Short problem | Please render every line of all the items below as a JSON list of strings, one string per line, with blank lines left out.

The data |
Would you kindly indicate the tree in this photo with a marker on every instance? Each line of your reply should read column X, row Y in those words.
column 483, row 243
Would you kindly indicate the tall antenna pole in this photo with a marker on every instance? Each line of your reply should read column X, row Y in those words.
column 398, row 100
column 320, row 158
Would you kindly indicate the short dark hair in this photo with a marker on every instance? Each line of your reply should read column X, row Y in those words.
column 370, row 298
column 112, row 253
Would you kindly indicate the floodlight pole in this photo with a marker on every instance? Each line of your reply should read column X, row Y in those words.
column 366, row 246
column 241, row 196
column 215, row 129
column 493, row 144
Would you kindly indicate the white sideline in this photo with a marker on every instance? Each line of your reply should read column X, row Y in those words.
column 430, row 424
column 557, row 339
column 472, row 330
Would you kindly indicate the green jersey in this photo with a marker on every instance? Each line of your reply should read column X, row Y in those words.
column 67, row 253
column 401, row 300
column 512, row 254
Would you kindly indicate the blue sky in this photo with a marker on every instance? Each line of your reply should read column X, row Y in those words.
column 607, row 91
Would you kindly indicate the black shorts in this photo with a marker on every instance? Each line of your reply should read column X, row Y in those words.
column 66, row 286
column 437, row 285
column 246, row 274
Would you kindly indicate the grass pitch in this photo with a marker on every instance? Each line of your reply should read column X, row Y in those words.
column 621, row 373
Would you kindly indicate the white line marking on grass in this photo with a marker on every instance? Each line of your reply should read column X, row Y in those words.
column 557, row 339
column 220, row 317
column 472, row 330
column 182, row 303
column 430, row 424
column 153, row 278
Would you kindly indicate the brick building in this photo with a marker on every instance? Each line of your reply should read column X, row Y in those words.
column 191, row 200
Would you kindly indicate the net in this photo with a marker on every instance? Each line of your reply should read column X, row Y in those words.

Response to this exercise |
[
  "Would you kindly indicate the tree in this photo with a marker on every instance? Each line of your reply should read column X, row Y in those words.",
  "column 483, row 243",
  "Would you kindly indicate the tall antenna pole in this photo with a marker on every instance? Each line of your reply should read column X, row Y in those words.",
  "column 398, row 100",
  "column 320, row 158",
  "Would you kindly indicate the short dark hair in this photo with a marker on every instance? Each line of your reply should read column X, row Y in those words.",
  "column 370, row 298",
  "column 112, row 253",
  "Would you kindly indicate the floodlight pole in this photo with a marker on every instance? Each line of your reply should read column X, row Y in those words.",
  "column 366, row 246",
  "column 241, row 196",
  "column 215, row 129",
  "column 493, row 144",
  "Would you kindly indicate the white sideline in this photo with a marker on every instance? Each line of your reply should read column X, row Y in those words.",
  "column 430, row 424",
  "column 557, row 339",
  "column 472, row 330",
  "Would you kindly indicate the green jersey in this photo with a marker on every instance? Each line of your reply should read column X, row Y in those words.",
  "column 67, row 253",
  "column 401, row 300",
  "column 512, row 254",
  "Would you kindly indicate the blue sky in this photo with a marker on every instance? Each line of your reply should read column X, row Y in those words.",
  "column 607, row 91",
  "Would you kindly indicate the black shorts in this photo with a marker on every instance? Each line of your reply should read column X, row Y in those words.",
  "column 66, row 286",
  "column 437, row 285",
  "column 246, row 274",
  "Would you kindly indicate the grass pitch in this photo with a marker on every instance? Each line of your reply should read column X, row Y in those words.",
  "column 621, row 373",
  "Would you kindly indicate the white line marking on grass in this photo with a marker on every instance? Each line of your reply should read column X, row Y in those words.",
  "column 557, row 339",
  "column 220, row 317",
  "column 472, row 330",
  "column 182, row 303",
  "column 430, row 424",
  "column 153, row 278",
  "Would you kindly indicate the brick building in this photo with a marker on every instance? Each line of your reply should read column X, row Y in those words.",
  "column 191, row 200",
  "Would you kindly indicate the net in this photo with a marker on every instance? Each line of your reply should read column X, row Y in those words."
]